Given request
Can you swap "match analysis" for "scene review" in the lines starting at the beginning of the listing and ending at the line containing "x=672, y=206", keeping everything else the same, and give back only those lines?

Recorded information
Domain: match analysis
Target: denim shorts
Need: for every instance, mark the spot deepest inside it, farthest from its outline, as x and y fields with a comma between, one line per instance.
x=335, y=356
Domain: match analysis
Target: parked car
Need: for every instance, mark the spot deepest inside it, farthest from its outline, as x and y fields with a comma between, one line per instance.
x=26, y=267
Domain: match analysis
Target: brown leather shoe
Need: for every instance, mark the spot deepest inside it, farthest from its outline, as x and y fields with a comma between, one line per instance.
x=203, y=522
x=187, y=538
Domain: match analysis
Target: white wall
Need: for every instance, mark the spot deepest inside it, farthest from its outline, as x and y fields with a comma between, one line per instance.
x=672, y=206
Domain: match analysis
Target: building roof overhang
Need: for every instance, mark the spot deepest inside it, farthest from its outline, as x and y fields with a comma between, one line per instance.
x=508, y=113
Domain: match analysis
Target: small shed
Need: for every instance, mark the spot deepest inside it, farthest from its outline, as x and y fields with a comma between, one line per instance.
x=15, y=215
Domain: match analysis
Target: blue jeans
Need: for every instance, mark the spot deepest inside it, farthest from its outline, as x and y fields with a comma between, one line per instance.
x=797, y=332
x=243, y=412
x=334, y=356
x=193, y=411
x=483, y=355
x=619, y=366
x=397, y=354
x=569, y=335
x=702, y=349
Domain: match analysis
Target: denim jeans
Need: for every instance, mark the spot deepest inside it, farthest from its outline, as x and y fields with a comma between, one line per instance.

Right answer
Domain: scene review
Target: denim shorts
Need: for every instance, mark the spot deepest inside it, farthest from its outline, as x and y fields with a comma between, one line per instance.
x=335, y=356
Domain: scene review
Target: parked car
Need: for every instance, mark the spot deepest inside it, farthest from its outline, as x and y fields with a comma between, one line per instance.
x=26, y=267
Domain: scene review
Target: brown leather shoe
Need: for every instance, mark the spot deepest inside it, farthest from its outline, as x and y fields with a comma between, one line per instance.
x=203, y=522
x=187, y=538
Domain: scene review
Target: white wall
Need: for every instance, mark the spot deepest inside it, farthest from its outline, as x and y fields with a comma between, one line per instance.
x=672, y=206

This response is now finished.